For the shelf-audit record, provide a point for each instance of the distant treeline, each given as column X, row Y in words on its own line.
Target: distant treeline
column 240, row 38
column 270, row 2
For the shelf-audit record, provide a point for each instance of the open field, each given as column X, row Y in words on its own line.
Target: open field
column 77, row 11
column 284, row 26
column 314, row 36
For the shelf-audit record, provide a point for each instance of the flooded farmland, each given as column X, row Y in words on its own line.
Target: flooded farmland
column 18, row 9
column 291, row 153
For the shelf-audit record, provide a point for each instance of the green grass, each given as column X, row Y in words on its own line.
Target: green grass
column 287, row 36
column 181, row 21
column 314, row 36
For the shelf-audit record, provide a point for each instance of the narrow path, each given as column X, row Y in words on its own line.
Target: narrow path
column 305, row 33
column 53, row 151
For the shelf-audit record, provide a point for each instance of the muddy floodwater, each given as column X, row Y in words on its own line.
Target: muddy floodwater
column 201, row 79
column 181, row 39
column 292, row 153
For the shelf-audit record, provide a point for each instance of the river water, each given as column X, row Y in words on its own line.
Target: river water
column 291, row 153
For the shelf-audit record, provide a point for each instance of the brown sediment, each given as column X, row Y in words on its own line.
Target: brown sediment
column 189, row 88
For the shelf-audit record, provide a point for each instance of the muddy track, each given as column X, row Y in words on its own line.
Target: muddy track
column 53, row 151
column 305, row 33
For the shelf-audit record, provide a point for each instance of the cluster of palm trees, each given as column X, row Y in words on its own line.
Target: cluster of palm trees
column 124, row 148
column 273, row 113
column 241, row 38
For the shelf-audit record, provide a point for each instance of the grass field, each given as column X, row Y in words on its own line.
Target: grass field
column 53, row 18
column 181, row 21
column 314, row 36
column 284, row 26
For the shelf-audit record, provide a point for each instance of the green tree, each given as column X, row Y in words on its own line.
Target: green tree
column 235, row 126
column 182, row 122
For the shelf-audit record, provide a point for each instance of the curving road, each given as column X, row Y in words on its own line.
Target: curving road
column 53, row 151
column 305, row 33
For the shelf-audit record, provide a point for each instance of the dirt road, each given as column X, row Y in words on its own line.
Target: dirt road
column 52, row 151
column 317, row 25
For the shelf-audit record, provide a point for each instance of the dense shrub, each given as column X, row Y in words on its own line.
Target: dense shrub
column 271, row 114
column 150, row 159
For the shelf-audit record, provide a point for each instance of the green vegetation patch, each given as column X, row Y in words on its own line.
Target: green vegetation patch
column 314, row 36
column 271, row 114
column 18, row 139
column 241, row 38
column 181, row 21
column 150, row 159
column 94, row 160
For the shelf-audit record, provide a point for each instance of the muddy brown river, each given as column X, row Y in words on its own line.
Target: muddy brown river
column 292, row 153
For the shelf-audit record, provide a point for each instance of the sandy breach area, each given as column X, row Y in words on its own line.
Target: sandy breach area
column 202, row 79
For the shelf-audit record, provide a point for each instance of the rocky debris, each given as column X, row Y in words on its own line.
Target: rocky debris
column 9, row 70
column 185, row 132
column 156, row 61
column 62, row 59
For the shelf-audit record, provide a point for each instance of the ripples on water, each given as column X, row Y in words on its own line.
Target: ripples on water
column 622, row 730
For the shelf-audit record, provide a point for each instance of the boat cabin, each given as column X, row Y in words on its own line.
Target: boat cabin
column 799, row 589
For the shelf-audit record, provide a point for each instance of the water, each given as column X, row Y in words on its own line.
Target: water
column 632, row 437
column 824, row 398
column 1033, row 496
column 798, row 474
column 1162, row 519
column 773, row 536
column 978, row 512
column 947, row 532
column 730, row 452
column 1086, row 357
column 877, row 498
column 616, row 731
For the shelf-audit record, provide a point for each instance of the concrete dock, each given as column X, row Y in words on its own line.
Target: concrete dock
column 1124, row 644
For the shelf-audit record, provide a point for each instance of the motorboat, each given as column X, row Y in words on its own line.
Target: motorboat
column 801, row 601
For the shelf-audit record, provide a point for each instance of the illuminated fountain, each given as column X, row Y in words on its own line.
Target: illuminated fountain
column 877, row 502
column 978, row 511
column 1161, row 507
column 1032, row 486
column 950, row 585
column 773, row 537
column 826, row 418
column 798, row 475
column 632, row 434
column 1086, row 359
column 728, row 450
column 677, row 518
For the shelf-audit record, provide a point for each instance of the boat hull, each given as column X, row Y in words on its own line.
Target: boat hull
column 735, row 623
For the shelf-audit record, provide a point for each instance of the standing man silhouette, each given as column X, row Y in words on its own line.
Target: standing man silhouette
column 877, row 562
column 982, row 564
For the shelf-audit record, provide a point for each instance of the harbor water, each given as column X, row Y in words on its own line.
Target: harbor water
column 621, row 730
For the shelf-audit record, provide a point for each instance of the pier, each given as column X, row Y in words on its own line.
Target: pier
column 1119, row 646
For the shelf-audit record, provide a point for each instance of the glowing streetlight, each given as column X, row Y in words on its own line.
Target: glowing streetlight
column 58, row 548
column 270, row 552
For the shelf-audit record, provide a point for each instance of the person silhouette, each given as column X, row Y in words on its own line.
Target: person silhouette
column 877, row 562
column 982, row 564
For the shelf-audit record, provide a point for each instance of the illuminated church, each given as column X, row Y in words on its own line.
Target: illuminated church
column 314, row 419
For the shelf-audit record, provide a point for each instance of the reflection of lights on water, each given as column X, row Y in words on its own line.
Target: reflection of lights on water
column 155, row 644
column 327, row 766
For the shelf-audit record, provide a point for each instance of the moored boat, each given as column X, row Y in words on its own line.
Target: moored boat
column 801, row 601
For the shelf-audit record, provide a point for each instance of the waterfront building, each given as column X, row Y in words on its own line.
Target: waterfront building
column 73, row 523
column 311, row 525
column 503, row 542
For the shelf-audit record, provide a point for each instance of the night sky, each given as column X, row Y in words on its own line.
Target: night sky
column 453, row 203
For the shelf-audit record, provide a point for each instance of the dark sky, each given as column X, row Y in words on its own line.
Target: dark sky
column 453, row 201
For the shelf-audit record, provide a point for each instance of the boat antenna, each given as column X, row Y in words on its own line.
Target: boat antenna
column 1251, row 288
--------------------
◆ Requirement: Render the material from the line containing "of the river" down through the line containing "column 189, row 88" as a numbered list, skipping any blank lines.

◆ Solution to this exercise:
1. For the shelf-audit record, provide a point for each instance of the river water, each given as column X, row Y in words on its own line.
2. Target: river water
3. column 291, row 153
4. For the shelf-audit record, provide a point for each instance of the brown sediment, each given as column X, row Y in words on its own line.
5. Target: brown sediment
6. column 189, row 88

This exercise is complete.